[Boundary annotation items]

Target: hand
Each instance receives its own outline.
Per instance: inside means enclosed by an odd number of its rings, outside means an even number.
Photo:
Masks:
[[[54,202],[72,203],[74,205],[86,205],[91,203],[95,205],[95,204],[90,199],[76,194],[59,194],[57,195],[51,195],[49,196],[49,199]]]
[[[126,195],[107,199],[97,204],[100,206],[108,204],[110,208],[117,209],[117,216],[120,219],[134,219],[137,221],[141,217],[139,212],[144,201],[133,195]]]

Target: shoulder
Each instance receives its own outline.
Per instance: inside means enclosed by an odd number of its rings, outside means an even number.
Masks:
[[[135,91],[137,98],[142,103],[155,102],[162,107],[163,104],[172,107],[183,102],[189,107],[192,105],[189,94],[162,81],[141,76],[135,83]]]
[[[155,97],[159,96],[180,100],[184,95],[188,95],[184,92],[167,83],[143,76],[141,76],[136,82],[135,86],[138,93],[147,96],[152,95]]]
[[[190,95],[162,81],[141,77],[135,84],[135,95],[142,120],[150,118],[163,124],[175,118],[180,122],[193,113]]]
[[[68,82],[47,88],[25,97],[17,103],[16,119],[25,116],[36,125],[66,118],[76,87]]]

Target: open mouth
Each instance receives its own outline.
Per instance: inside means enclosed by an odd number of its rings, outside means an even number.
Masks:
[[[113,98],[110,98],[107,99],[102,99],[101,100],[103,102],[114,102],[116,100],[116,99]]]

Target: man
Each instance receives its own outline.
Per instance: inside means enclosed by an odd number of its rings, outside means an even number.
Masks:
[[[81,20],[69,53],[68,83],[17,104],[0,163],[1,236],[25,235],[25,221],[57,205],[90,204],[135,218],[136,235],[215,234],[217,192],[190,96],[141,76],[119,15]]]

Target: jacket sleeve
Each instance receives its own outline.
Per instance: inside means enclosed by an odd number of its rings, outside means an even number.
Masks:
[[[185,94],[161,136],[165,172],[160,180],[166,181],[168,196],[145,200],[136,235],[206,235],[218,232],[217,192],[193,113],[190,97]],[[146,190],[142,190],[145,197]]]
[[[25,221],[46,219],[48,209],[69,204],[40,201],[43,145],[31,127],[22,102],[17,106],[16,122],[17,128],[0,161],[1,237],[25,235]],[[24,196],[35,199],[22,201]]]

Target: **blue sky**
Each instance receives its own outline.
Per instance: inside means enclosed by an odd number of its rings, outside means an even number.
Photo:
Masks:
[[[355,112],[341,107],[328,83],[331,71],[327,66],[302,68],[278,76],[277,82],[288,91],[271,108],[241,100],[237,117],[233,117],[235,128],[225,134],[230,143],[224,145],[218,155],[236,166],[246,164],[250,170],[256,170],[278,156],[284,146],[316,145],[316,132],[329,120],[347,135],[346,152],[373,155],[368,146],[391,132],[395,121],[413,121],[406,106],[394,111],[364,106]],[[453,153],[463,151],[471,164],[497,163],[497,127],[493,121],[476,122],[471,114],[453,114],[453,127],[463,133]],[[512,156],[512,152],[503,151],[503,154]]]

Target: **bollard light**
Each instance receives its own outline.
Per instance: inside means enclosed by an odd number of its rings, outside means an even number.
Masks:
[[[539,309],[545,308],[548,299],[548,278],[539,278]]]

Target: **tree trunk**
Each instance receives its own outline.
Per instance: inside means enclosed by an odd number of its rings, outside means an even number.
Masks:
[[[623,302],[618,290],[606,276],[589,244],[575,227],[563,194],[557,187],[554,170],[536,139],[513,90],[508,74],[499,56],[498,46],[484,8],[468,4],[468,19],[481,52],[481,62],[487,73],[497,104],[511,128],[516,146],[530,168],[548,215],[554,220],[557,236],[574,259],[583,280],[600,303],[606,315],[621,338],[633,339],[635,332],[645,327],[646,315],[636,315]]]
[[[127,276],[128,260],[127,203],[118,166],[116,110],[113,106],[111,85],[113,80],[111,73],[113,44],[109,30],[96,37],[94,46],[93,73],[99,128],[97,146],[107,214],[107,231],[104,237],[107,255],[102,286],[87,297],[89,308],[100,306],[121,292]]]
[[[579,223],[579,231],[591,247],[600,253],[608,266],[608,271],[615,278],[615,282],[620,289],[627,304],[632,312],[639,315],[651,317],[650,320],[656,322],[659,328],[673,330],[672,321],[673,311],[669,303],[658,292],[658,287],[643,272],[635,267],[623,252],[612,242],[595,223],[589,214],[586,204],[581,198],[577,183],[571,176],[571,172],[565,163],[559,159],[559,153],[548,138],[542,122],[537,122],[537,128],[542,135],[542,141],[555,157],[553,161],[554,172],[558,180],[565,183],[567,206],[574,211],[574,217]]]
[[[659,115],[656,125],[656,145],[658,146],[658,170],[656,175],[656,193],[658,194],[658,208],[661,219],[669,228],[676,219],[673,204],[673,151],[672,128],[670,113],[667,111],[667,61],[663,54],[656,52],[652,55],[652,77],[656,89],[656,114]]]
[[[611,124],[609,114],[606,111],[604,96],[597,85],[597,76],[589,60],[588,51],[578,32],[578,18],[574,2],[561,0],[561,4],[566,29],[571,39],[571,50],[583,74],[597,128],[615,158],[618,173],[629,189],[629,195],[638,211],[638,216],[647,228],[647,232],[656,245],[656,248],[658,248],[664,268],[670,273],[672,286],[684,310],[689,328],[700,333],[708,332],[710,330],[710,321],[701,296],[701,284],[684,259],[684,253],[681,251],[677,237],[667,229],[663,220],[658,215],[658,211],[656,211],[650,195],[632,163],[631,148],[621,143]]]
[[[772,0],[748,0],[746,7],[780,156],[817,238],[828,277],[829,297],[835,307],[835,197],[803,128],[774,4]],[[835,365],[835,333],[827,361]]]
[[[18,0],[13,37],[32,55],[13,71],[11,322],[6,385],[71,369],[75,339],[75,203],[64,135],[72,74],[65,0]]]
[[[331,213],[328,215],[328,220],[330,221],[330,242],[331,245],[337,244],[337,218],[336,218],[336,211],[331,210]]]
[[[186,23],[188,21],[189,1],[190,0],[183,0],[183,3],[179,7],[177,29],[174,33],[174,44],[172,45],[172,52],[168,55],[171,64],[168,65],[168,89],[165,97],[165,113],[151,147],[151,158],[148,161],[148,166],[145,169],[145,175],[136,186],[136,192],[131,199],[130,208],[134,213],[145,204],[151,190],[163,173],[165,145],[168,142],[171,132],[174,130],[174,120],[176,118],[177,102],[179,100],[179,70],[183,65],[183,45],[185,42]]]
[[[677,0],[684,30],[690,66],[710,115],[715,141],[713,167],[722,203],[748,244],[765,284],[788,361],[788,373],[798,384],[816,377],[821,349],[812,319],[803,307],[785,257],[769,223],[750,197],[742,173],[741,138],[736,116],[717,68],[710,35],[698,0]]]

### Directions
Return every line from the items above that contains the string "Target".

### The answer
Target: hand
Target: shoulder
Target: open mouth
Target: man
Target: jacket sleeve
Target: **blue sky**
Target: **bollard light**
Target: **tree trunk**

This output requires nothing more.